Copy every entry below verbatim, except for images.

(Phrase grounding data)
----------------
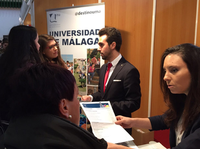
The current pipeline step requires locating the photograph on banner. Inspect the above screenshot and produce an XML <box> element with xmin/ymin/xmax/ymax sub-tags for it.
<box><xmin>87</xmin><ymin>48</ymin><xmax>100</xmax><ymax>84</ymax></box>
<box><xmin>87</xmin><ymin>48</ymin><xmax>100</xmax><ymax>95</ymax></box>
<box><xmin>74</xmin><ymin>58</ymin><xmax>87</xmax><ymax>96</ymax></box>
<box><xmin>61</xmin><ymin>54</ymin><xmax>73</xmax><ymax>74</ymax></box>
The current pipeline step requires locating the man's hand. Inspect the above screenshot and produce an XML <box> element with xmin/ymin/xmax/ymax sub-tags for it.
<box><xmin>81</xmin><ymin>95</ymin><xmax>92</xmax><ymax>102</ymax></box>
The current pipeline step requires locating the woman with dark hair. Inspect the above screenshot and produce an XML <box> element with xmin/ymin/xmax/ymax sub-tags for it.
<box><xmin>0</xmin><ymin>25</ymin><xmax>41</xmax><ymax>132</ymax></box>
<box><xmin>1</xmin><ymin>63</ymin><xmax>107</xmax><ymax>149</ymax></box>
<box><xmin>115</xmin><ymin>43</ymin><xmax>200</xmax><ymax>148</ymax></box>
<box><xmin>38</xmin><ymin>34</ymin><xmax>67</xmax><ymax>68</ymax></box>
<box><xmin>0</xmin><ymin>37</ymin><xmax>8</xmax><ymax>55</ymax></box>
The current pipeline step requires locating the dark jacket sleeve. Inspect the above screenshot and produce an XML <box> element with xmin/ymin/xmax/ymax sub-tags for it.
<box><xmin>92</xmin><ymin>79</ymin><xmax>102</xmax><ymax>101</ymax></box>
<box><xmin>92</xmin><ymin>63</ymin><xmax>105</xmax><ymax>101</ymax></box>
<box><xmin>149</xmin><ymin>114</ymin><xmax>169</xmax><ymax>130</ymax></box>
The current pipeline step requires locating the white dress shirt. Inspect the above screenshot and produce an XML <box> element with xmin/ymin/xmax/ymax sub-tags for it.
<box><xmin>105</xmin><ymin>54</ymin><xmax>122</xmax><ymax>86</ymax></box>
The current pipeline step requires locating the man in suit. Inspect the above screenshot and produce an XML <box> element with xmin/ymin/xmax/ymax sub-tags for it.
<box><xmin>81</xmin><ymin>27</ymin><xmax>141</xmax><ymax>135</ymax></box>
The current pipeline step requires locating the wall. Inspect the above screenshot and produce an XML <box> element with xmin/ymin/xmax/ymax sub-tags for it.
<box><xmin>34</xmin><ymin>0</ymin><xmax>97</xmax><ymax>35</ymax></box>
<box><xmin>196</xmin><ymin>0</ymin><xmax>200</xmax><ymax>46</ymax></box>
<box><xmin>24</xmin><ymin>13</ymin><xmax>31</xmax><ymax>26</ymax></box>
<box><xmin>151</xmin><ymin>0</ymin><xmax>197</xmax><ymax>116</ymax></box>
<box><xmin>34</xmin><ymin>0</ymin><xmax>198</xmax><ymax>118</ymax></box>
<box><xmin>0</xmin><ymin>8</ymin><xmax>20</xmax><ymax>39</ymax></box>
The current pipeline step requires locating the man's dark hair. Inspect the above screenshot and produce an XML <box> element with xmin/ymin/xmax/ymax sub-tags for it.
<box><xmin>98</xmin><ymin>27</ymin><xmax>122</xmax><ymax>52</ymax></box>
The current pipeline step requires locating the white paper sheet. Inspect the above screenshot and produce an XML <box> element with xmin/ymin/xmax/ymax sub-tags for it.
<box><xmin>138</xmin><ymin>142</ymin><xmax>166</xmax><ymax>149</ymax></box>
<box><xmin>80</xmin><ymin>101</ymin><xmax>134</xmax><ymax>144</ymax></box>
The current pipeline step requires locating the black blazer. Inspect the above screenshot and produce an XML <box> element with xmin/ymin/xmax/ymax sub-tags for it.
<box><xmin>149</xmin><ymin>114</ymin><xmax>200</xmax><ymax>149</ymax></box>
<box><xmin>92</xmin><ymin>56</ymin><xmax>141</xmax><ymax>117</ymax></box>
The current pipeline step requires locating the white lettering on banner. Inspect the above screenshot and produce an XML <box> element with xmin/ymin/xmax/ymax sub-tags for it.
<box><xmin>49</xmin><ymin>29</ymin><xmax>100</xmax><ymax>37</ymax></box>
<box><xmin>62</xmin><ymin>37</ymin><xmax>99</xmax><ymax>46</ymax></box>
<box><xmin>46</xmin><ymin>3</ymin><xmax>105</xmax><ymax>58</ymax></box>
<box><xmin>75</xmin><ymin>10</ymin><xmax>101</xmax><ymax>16</ymax></box>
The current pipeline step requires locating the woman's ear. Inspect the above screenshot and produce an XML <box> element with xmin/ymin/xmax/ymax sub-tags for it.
<box><xmin>59</xmin><ymin>99</ymin><xmax>69</xmax><ymax>119</ymax></box>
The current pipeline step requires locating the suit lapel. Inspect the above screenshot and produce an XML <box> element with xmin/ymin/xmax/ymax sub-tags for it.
<box><xmin>103</xmin><ymin>57</ymin><xmax>126</xmax><ymax>96</ymax></box>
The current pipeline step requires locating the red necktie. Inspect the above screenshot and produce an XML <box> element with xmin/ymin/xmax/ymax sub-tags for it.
<box><xmin>104</xmin><ymin>63</ymin><xmax>112</xmax><ymax>92</ymax></box>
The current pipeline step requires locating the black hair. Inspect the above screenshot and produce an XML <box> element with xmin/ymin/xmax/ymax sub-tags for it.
<box><xmin>0</xmin><ymin>25</ymin><xmax>41</xmax><ymax>121</ymax></box>
<box><xmin>9</xmin><ymin>63</ymin><xmax>76</xmax><ymax>118</ymax></box>
<box><xmin>98</xmin><ymin>27</ymin><xmax>122</xmax><ymax>52</ymax></box>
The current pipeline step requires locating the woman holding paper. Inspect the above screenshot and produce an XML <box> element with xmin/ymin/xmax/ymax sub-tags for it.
<box><xmin>115</xmin><ymin>43</ymin><xmax>200</xmax><ymax>149</ymax></box>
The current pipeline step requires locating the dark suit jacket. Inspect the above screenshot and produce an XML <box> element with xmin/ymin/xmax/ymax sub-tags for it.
<box><xmin>149</xmin><ymin>114</ymin><xmax>200</xmax><ymax>149</ymax></box>
<box><xmin>92</xmin><ymin>56</ymin><xmax>141</xmax><ymax>118</ymax></box>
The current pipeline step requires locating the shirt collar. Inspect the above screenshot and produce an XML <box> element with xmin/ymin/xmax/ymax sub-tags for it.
<box><xmin>109</xmin><ymin>54</ymin><xmax>122</xmax><ymax>67</ymax></box>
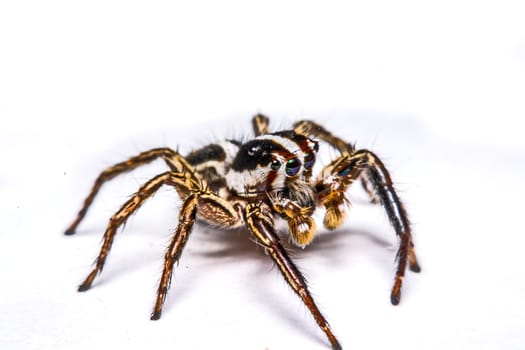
----------------
◆ **Exercise result**:
The current pipeline step requires locating the photograph on banner. Inspect the above screenshot and produce an XML <box> element with xmin/ymin/xmax/ymax sub-tags for it.
<box><xmin>87</xmin><ymin>48</ymin><xmax>100</xmax><ymax>84</ymax></box>
<box><xmin>87</xmin><ymin>48</ymin><xmax>100</xmax><ymax>95</ymax></box>
<box><xmin>74</xmin><ymin>58</ymin><xmax>87</xmax><ymax>96</ymax></box>
<box><xmin>61</xmin><ymin>54</ymin><xmax>73</xmax><ymax>74</ymax></box>
The current pipeline step requires locating the man's hand. Inspect the above screenshot and produce an XML <box> element with xmin/ymin/xmax/ymax sub-tags for it.
<box><xmin>81</xmin><ymin>95</ymin><xmax>92</xmax><ymax>102</ymax></box>
The current pipeline step requires locating the woman with dark hair. Inspect the above screenshot and produce an XML <box> element with xmin/ymin/xmax/ymax sub-tags for it.
<box><xmin>0</xmin><ymin>25</ymin><xmax>41</xmax><ymax>132</ymax></box>
<box><xmin>1</xmin><ymin>63</ymin><xmax>107</xmax><ymax>149</ymax></box>
<box><xmin>115</xmin><ymin>43</ymin><xmax>200</xmax><ymax>148</ymax></box>
<box><xmin>38</xmin><ymin>34</ymin><xmax>67</xmax><ymax>68</ymax></box>
<box><xmin>0</xmin><ymin>37</ymin><xmax>8</xmax><ymax>55</ymax></box>
The current pipeline step requires locating the dark jacket sleeve. Inspect the above screenshot and produce an XML <box> element with xmin/ymin/xmax/ymax sub-tags for it.
<box><xmin>92</xmin><ymin>79</ymin><xmax>102</xmax><ymax>101</ymax></box>
<box><xmin>92</xmin><ymin>63</ymin><xmax>105</xmax><ymax>101</ymax></box>
<box><xmin>149</xmin><ymin>114</ymin><xmax>169</xmax><ymax>130</ymax></box>
The current pipeline step requires locating the white dress shirt. Inspect the above screenshot and produce an XML <box> element with xmin/ymin/xmax/ymax sub-tags for it.
<box><xmin>105</xmin><ymin>54</ymin><xmax>122</xmax><ymax>86</ymax></box>
The current pipeline step requires locating the man in suit. Inspect the above screenshot and produce an XML <box> element with xmin/ymin/xmax/ymax sub-tags for it.
<box><xmin>81</xmin><ymin>27</ymin><xmax>141</xmax><ymax>135</ymax></box>
The current pipeline step requires locating the wall. Inspect the above screenshot and produce an XML <box> element with xmin/ymin/xmax/ymax sub-tags for it.
<box><xmin>34</xmin><ymin>0</ymin><xmax>97</xmax><ymax>35</ymax></box>
<box><xmin>196</xmin><ymin>0</ymin><xmax>200</xmax><ymax>46</ymax></box>
<box><xmin>24</xmin><ymin>13</ymin><xmax>31</xmax><ymax>26</ymax></box>
<box><xmin>151</xmin><ymin>0</ymin><xmax>197</xmax><ymax>116</ymax></box>
<box><xmin>34</xmin><ymin>0</ymin><xmax>198</xmax><ymax>118</ymax></box>
<box><xmin>0</xmin><ymin>8</ymin><xmax>20</xmax><ymax>39</ymax></box>
The current pipeline step requires locating the man's dark hair. Inspect the above screenshot and produce an XML <box> element with xmin/ymin/xmax/ymax sub-tags for it.
<box><xmin>98</xmin><ymin>27</ymin><xmax>122</xmax><ymax>52</ymax></box>
The current pipeline step requires locating the white paper sheet. Inspect the above screenshot and produce an XML <box> element with xmin/ymin/xmax/ymax sub-tags for it.
<box><xmin>138</xmin><ymin>142</ymin><xmax>166</xmax><ymax>149</ymax></box>
<box><xmin>80</xmin><ymin>101</ymin><xmax>134</xmax><ymax>144</ymax></box>
The current pipeline step requires locating the black blazer. Inspect the above screenshot and produce an XML <box> element with xmin/ymin/xmax/ymax sub-tags for it.
<box><xmin>149</xmin><ymin>114</ymin><xmax>200</xmax><ymax>149</ymax></box>
<box><xmin>92</xmin><ymin>56</ymin><xmax>141</xmax><ymax>117</ymax></box>
The current pipeline step requires locating the white lettering on banner. Inspect the above screenshot and produce an XML <box> element with xmin/ymin/xmax/ymax sub-tags for it.
<box><xmin>49</xmin><ymin>29</ymin><xmax>100</xmax><ymax>37</ymax></box>
<box><xmin>62</xmin><ymin>37</ymin><xmax>99</xmax><ymax>46</ymax></box>
<box><xmin>46</xmin><ymin>3</ymin><xmax>105</xmax><ymax>58</ymax></box>
<box><xmin>75</xmin><ymin>10</ymin><xmax>101</xmax><ymax>16</ymax></box>
The current pipeline step requires locating the woman's ear. Inspect the above screenshot and produce an XML <box> element with xmin/ymin/xmax/ymax sub-tags for it.
<box><xmin>59</xmin><ymin>99</ymin><xmax>69</xmax><ymax>119</ymax></box>
The current pipeline step requires locating the suit lapel. Inspect the above screenshot and produce an XML <box> element with xmin/ymin/xmax/ymax sub-tags for it.
<box><xmin>103</xmin><ymin>57</ymin><xmax>126</xmax><ymax>96</ymax></box>
The current pipeline step requires locating the red necktie. Inspect the above screenshot and produce an XML <box> element with xmin/ymin/xmax/ymax sub-tags for it.
<box><xmin>104</xmin><ymin>63</ymin><xmax>112</xmax><ymax>92</ymax></box>
The current pipeline step requires locating the black hair. Inspect the above screenshot and produce an XML <box> element with xmin/ymin/xmax/ymax sub-tags for it.
<box><xmin>0</xmin><ymin>25</ymin><xmax>41</xmax><ymax>121</ymax></box>
<box><xmin>9</xmin><ymin>63</ymin><xmax>76</xmax><ymax>118</ymax></box>
<box><xmin>98</xmin><ymin>27</ymin><xmax>122</xmax><ymax>52</ymax></box>
The current pipeline step requires locating the woman holding paper. Inspect the above screenshot and produce an XML <box> element with xmin/ymin/xmax/ymax sub-tags for it.
<box><xmin>115</xmin><ymin>43</ymin><xmax>200</xmax><ymax>149</ymax></box>
The current pipeline step requires locating the dark suit jacket. Inspect the above screenshot and produce an XML <box> element with xmin/ymin/xmax/ymax sub-tags for it.
<box><xmin>149</xmin><ymin>114</ymin><xmax>200</xmax><ymax>149</ymax></box>
<box><xmin>92</xmin><ymin>56</ymin><xmax>141</xmax><ymax>118</ymax></box>
The current pipeline step requires locating the shirt collar. Inspect the above screenshot and produce an XML <box> element with xmin/ymin/xmax/ymax sub-tags for it.
<box><xmin>109</xmin><ymin>54</ymin><xmax>122</xmax><ymax>67</ymax></box>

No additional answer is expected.